# Requisitos del ejercicio
**A)** Reproduce literalmente el fragmento de la página que va desde "Por mucho que" hasta "una alegoría mutua.", ambos incluidos.
**B)** Según la página, ¿cuántos años separan los retratos de Sander y de Arbus que se emparejan?
**C)** Resume la página en dos oraciones, por favor.

# Página

Así las cosas, y aún a costa de que la señora Arbus junior o sus sagaces abogados localicen esta entrada y me demanden, me he tomado la libertad de buscar unas cuantas de las fotos que hizo su madre (en el convencimiento de que la fotógrafa las consideraría, como yo, patrimonio de todos) y emparejarlas con otras de Sander.

A la izquierda, foto de Sander de la víctima de un bombardeo. A su lado, una de Arbus

A la izquierda, foto de Sander de la víctima de un bombardeo. A su lado, una de Arbus

El resultado rompe las reglas matemáticas del tiempo y, como en un milagro asociativo, agranda el sentido especular de retratos tomados con cuarenta años de distancia en momentos y ambientes en apariencia dispares, casi refractarios: el prólogo de la II Guerra Mundial y el gas ziklon B zyklon B de Bayer en Alemania y la bonanza económica de la era del baby boom y la cultura del suburbio y el cóctel Manhattan en los EE UU.

No hay compensación dialéctica. No se trata de que una y otra foto, como tanguistas al rojo, se busquen para completarse en el mismo fuego. Es que ambas fotos ¡son la misma!

Por mucho que Sander sea más objetivo, se esconda con mayor timidez, y que Arbus busque -con una inocencia, por cierto, muy propia del liberalismo yanqui- la autoproyección a través de sus modelos, el emparejamiento culmina en una alegoría mutua.

A la izquierda, foto de Sander. A su lado, una de Arbus

A la izquierda, foto de Sander. A su lado, una de Arbus

La voz historicista diría que Sander se aproxima sociológicamente, dándonos la oportunidad de ver a la persona tras su arquetipo (el taxista, el minero, los estibadores, el funcionario…), mientras que Arbus ve en cada persona una manifestación de un individuo excepcional, aunque en última instancia todo el ceremonial se reduce al intento de autorretratarse en cada lost soul.

Prefiero pensar que, merced a un insondable pliegue espacio-temporal, August Sander, el manso paseante solitario de las praderías de Westerwald, era tan degenerado como los nazis opinaban, y que Diane Arbus, la terca, neurótica, perseguidora de freaks e insegura vecina de la refinada Wesbeth Home for the Arts para artistas en crisis, era una persona dulce que sólo buscaba su lugar en un tradicional camino alemán en el que tres corteses y endomingados estudiantes le darían los buenos días.

# Registros
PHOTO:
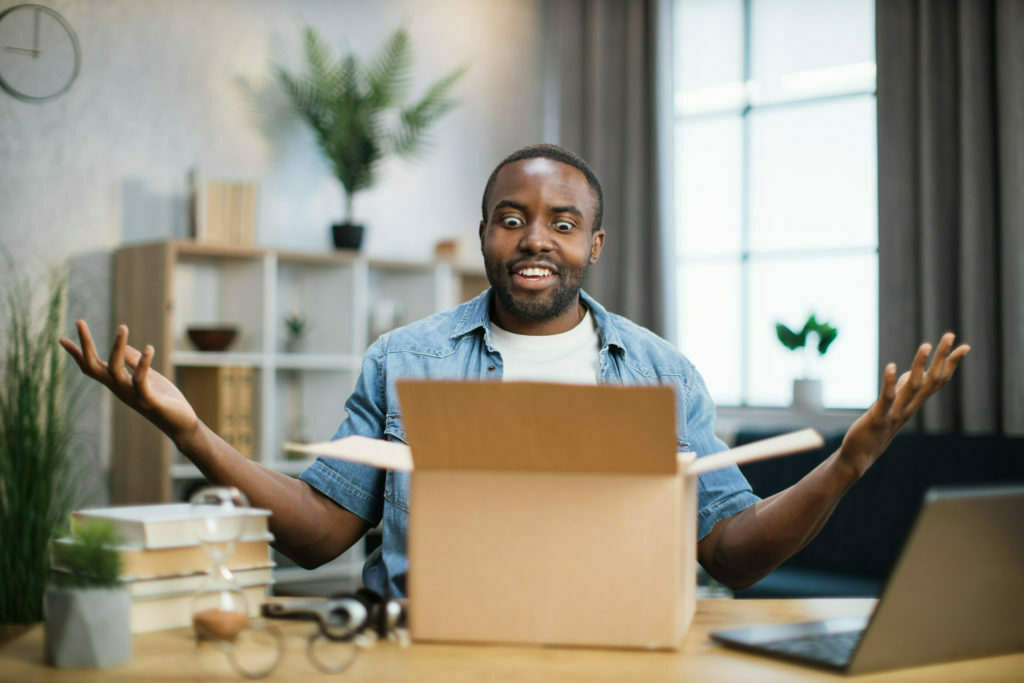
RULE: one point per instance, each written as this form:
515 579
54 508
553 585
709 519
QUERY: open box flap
540 427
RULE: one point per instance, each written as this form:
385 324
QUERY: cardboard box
549 514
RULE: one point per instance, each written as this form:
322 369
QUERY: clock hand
24 50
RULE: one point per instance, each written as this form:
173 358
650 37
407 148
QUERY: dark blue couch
860 543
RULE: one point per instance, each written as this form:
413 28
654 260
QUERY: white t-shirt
569 357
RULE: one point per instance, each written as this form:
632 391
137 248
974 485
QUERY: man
540 232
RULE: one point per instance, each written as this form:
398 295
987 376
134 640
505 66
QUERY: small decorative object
296 328
216 338
357 116
88 610
220 610
807 391
41 56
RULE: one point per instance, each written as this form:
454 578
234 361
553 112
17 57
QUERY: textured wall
165 86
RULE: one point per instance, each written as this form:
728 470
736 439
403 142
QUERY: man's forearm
756 541
301 518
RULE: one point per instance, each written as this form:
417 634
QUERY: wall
166 86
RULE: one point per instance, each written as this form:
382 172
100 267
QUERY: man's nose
536 238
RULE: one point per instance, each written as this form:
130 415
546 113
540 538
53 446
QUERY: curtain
606 111
950 115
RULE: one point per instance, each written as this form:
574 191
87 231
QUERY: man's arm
742 549
308 527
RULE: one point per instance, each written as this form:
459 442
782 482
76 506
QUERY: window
776 193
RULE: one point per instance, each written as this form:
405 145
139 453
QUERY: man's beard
538 306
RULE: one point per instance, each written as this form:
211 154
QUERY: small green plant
91 560
356 111
296 326
823 332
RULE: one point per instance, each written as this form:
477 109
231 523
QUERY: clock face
39 53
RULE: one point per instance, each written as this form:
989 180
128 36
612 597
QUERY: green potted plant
88 609
357 114
807 389
38 467
296 328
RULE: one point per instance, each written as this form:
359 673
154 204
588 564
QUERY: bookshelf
161 289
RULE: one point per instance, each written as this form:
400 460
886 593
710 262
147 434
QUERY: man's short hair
554 153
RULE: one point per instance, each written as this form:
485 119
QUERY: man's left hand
899 400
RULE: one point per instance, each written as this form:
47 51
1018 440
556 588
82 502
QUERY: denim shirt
456 345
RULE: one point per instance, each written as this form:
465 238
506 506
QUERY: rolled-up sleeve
358 488
721 493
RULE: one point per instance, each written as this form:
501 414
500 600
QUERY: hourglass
219 608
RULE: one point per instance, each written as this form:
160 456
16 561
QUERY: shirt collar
476 315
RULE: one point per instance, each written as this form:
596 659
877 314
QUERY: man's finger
141 373
938 366
888 393
914 381
91 359
116 366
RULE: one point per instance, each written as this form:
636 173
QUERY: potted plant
88 609
357 114
296 328
38 468
807 390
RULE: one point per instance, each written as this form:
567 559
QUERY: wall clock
39 53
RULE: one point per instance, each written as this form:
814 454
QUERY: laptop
955 593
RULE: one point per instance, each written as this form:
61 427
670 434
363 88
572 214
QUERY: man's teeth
535 272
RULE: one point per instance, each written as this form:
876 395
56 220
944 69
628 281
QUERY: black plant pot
347 236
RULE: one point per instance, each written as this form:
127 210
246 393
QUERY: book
139 562
175 610
158 587
167 525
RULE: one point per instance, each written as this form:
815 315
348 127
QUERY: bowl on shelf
212 338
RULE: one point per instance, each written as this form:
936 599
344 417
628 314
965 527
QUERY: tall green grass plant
37 467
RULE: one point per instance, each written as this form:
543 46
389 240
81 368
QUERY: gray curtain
606 113
950 79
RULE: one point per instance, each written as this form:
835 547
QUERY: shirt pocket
396 483
394 430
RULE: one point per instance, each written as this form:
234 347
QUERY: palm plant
37 470
357 112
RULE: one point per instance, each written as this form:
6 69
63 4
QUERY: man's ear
596 244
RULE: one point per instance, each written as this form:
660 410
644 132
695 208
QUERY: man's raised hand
129 376
899 400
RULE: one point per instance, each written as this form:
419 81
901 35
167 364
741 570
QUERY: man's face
538 242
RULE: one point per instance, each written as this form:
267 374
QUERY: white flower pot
807 395
87 628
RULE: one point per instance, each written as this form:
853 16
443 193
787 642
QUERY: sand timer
219 608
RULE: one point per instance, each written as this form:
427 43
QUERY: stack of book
222 397
223 210
163 564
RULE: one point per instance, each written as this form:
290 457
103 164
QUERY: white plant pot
807 395
87 628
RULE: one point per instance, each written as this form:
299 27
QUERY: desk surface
173 655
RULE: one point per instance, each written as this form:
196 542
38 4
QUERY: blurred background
763 161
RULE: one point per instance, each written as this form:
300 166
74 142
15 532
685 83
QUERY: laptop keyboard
832 649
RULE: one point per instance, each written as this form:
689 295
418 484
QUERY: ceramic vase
87 628
807 395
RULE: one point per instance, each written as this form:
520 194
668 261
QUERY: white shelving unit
163 289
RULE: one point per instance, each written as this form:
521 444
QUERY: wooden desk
173 655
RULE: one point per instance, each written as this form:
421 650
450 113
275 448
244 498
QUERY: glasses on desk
345 625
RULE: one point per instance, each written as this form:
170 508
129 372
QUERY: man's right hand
129 376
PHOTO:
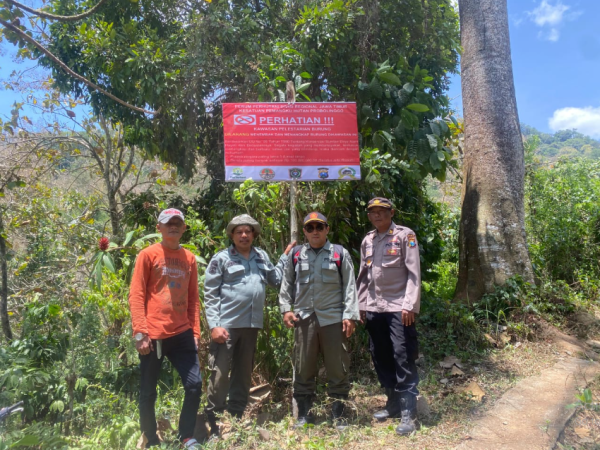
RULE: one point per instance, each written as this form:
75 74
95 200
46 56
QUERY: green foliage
563 218
568 143
183 60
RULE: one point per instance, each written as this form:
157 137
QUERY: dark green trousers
235 356
310 339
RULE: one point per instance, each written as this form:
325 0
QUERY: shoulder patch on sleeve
213 267
412 240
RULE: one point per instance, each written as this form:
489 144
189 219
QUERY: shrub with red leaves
103 244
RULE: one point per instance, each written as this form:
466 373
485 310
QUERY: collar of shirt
326 247
379 236
234 252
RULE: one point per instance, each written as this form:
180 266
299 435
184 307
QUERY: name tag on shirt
235 269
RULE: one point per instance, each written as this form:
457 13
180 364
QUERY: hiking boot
337 411
236 414
214 426
190 444
408 421
304 403
392 406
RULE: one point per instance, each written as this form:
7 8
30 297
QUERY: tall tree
492 239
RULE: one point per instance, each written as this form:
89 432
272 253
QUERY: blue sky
555 48
556 62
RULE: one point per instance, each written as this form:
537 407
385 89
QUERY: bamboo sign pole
290 94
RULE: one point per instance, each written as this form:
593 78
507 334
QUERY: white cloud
550 17
548 14
585 120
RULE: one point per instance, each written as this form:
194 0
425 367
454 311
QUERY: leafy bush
563 218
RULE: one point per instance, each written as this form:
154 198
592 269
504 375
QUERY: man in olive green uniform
234 298
318 298
389 293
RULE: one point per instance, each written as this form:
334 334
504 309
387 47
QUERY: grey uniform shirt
314 284
235 287
389 278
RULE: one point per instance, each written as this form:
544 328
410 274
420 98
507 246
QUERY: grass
494 370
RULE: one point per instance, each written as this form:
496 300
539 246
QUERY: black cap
381 202
315 217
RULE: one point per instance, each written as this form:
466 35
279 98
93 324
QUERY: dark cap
168 214
315 217
381 202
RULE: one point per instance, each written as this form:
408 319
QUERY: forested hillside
80 194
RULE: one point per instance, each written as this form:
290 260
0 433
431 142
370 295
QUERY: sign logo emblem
237 173
267 174
295 173
239 119
347 172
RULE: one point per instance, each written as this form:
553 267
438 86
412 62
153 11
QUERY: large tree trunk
113 211
4 288
492 239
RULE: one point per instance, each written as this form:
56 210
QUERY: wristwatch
139 336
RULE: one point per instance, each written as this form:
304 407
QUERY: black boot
337 411
408 422
304 403
236 414
214 426
392 406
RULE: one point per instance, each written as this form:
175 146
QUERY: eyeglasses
311 228
377 212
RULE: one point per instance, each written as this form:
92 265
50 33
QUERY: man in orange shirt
164 307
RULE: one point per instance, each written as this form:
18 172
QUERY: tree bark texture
4 288
492 242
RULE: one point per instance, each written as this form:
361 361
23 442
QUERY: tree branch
66 68
45 15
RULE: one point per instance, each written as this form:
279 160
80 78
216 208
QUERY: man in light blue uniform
234 299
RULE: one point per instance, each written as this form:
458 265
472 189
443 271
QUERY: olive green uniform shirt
315 284
235 287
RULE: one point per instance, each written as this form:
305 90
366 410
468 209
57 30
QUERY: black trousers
394 349
181 351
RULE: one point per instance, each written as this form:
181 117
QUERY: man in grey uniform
318 298
234 298
389 292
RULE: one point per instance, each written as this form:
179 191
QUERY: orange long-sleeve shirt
163 297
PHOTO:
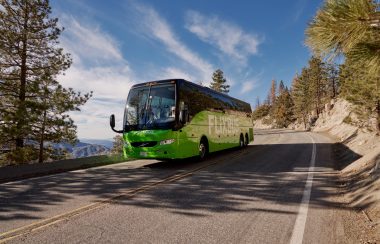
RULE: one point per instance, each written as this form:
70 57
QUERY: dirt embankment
357 152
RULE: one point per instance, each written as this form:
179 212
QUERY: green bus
175 119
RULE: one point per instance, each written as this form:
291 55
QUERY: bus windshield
150 107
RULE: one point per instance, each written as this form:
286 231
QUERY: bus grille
144 144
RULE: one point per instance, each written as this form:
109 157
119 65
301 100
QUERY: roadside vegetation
343 66
33 105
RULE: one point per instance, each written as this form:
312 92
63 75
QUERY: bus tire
241 141
203 148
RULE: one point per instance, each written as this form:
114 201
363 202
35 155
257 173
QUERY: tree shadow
274 174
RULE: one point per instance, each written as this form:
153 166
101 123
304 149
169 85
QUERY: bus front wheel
203 148
241 141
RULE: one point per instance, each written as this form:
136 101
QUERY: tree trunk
42 139
21 110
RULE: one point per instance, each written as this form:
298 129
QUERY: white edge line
299 226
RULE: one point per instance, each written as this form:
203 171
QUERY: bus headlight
167 142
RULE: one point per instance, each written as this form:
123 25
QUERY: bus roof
206 89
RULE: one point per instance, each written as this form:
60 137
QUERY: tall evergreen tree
29 56
219 83
347 26
332 72
272 91
361 88
317 78
350 28
282 110
301 97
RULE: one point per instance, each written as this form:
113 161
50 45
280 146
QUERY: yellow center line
9 235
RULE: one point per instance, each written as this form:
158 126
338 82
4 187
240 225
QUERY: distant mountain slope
106 143
89 150
85 149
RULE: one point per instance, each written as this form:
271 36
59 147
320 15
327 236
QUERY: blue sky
116 43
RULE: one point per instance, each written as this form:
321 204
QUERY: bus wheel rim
202 150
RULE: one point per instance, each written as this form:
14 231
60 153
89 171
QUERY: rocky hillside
356 142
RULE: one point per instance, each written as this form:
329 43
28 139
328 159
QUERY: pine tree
257 102
361 88
219 83
281 88
273 92
283 108
347 27
54 125
332 72
301 97
29 56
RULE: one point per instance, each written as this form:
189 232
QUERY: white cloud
157 28
88 42
247 86
98 66
229 38
173 72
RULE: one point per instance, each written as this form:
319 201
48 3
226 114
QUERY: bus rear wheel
241 141
203 148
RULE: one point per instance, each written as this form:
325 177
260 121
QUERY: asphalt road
279 189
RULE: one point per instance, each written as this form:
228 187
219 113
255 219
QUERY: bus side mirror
183 116
112 124
112 121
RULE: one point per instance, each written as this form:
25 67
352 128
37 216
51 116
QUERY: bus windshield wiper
145 114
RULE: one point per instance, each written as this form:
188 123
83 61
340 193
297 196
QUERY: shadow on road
273 174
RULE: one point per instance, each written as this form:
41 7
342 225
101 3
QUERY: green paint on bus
170 119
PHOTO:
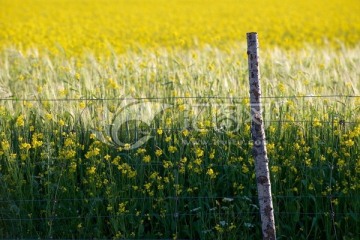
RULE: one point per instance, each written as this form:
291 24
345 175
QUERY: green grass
194 178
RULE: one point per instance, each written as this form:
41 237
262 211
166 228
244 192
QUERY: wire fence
220 202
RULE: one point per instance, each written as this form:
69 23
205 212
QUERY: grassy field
130 119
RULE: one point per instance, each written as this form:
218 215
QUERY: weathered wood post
259 141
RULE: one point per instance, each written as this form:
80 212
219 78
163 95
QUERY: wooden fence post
259 141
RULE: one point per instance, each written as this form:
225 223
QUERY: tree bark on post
259 141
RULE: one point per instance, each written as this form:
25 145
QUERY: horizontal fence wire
174 97
245 198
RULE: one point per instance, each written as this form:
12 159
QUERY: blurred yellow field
105 26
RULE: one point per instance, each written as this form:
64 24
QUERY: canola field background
101 26
70 71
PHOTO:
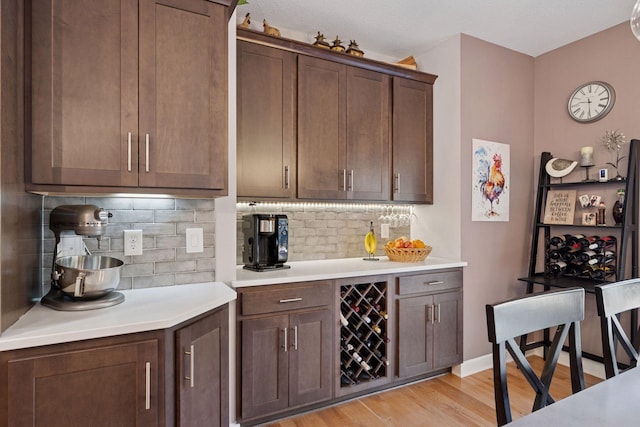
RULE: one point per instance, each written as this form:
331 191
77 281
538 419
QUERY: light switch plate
70 246
132 242
194 240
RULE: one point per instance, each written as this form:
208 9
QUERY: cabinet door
265 366
104 386
310 355
368 112
266 122
84 92
447 329
412 141
322 172
415 335
202 388
183 94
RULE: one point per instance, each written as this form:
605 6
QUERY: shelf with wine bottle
364 340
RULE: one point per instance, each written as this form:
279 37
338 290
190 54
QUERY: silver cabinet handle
146 150
284 301
286 177
397 182
344 180
147 385
129 152
191 354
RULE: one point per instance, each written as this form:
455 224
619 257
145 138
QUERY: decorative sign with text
561 205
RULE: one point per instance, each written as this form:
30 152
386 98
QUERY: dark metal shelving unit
627 234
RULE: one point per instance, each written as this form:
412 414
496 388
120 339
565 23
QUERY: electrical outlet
132 242
384 231
194 240
70 246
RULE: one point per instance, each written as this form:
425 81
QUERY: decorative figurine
246 22
268 29
337 45
408 62
613 141
354 49
321 42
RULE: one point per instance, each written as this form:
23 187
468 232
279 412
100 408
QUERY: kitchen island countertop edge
304 271
142 310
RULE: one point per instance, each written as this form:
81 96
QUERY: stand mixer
82 282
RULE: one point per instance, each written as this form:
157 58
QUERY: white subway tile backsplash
325 231
163 221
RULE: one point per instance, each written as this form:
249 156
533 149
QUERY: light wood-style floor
445 401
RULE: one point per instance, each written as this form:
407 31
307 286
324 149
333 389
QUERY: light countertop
303 271
142 310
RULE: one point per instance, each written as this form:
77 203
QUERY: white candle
587 156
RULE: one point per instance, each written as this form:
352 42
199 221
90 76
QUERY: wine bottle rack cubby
363 333
585 257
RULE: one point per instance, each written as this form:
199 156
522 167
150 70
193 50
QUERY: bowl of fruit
404 250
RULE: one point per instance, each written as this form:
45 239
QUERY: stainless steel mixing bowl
88 277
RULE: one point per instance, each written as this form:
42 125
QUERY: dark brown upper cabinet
128 96
363 128
343 131
412 141
266 149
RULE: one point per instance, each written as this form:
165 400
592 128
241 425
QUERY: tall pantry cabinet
128 94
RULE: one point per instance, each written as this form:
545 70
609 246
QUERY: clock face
591 101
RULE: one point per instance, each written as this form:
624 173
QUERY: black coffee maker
266 241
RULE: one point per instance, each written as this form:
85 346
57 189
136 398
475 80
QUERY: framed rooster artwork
490 187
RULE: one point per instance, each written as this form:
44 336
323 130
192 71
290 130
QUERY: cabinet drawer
429 282
270 299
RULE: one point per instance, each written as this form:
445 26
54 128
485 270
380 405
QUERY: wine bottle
559 267
352 304
343 320
558 241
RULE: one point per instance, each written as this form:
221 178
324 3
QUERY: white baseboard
482 363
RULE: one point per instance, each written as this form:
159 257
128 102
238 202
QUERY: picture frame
589 218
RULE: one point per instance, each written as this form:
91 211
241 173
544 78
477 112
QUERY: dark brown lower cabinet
286 347
285 362
202 371
98 383
429 324
125 380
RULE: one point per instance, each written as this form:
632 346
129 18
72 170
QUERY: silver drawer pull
191 354
290 300
147 385
129 152
146 151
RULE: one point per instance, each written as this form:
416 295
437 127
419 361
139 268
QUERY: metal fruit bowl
88 277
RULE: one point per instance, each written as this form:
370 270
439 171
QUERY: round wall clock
591 101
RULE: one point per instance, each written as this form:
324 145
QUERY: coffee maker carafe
266 241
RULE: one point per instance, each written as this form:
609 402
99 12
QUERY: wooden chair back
508 320
613 299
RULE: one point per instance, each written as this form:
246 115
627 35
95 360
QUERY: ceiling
409 27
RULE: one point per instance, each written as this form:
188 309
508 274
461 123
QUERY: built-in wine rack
363 333
587 257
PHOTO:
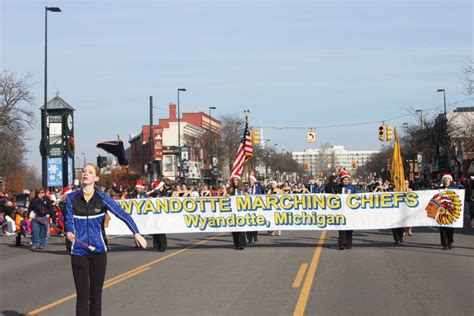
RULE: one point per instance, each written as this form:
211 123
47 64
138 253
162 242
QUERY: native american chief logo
444 207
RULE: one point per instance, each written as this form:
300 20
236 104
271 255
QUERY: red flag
244 153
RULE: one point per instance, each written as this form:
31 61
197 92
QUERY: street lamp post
268 157
421 117
445 127
84 162
150 171
212 144
44 134
179 134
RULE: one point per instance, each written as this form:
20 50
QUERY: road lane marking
308 282
299 276
70 297
41 309
124 276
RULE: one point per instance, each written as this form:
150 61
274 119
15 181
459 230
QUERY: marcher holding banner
238 237
345 187
447 233
253 189
397 174
85 213
274 190
160 241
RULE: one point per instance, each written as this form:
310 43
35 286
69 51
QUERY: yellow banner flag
396 170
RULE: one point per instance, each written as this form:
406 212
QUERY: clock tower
58 152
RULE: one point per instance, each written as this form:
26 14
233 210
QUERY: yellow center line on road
308 282
128 276
124 276
299 276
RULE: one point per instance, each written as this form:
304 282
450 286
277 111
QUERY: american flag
244 153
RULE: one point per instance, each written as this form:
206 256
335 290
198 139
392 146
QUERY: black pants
68 245
398 234
447 236
345 238
239 239
89 275
18 239
252 236
160 242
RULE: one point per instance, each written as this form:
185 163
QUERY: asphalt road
296 273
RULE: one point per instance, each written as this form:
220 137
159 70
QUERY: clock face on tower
69 122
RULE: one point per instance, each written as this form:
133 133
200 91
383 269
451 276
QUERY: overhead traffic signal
311 137
389 133
382 132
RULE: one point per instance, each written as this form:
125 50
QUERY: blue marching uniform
85 219
253 190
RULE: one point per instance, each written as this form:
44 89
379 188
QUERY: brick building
165 149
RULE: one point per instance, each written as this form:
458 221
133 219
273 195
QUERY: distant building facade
165 145
317 160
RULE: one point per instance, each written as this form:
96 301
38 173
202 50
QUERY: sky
306 64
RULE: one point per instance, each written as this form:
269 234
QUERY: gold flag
396 170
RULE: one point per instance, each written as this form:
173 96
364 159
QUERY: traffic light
389 133
382 132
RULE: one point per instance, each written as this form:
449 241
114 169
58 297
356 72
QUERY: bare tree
468 77
15 109
16 115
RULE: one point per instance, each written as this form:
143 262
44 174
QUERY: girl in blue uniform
85 213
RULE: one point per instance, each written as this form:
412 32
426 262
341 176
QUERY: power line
358 123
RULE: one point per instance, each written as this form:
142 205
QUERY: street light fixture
84 162
179 133
44 135
211 153
445 128
421 117
444 94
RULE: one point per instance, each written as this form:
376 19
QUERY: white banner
293 212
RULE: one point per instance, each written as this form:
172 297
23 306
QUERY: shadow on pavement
12 313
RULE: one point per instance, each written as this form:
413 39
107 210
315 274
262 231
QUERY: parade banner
373 210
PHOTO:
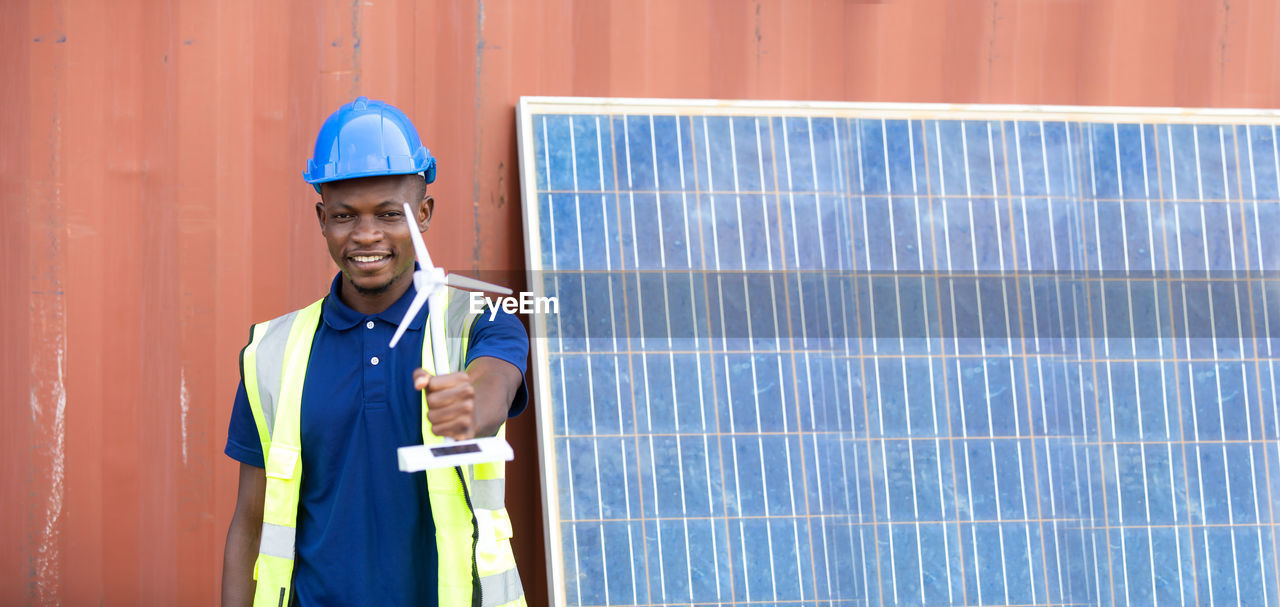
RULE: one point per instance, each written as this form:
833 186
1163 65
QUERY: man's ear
424 213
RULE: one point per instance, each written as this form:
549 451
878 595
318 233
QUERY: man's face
362 222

# Resultados del ejercicio
**A)**
Por mucho que Sander sea más objetivo, se esconda con mayor timidez, y que Arbus busque -con una inocencia, por cierto, muy propia del liberalismo yanqui- la autoproyección a través de sus modelos, el emparejamiento culmina en una alegoría mutua.

**B)** Cuarenta años.

**C)** En la página se emparejan fotos de Diane Arbus con otras de August Sander, retratos tomados con cuarenta años de distancia en ambientes en apariencia dispares: el prólogo de la II Guerra Mundial en Alemania y la bonanza económica del baby boom en los EE UU. Se sostiene que ambas fotos son la misma y que, aunque Sander sea más objetivo y Arbus busque la autoproyección a través de sus modelos, el emparejamiento culmina en una alegoría mutua.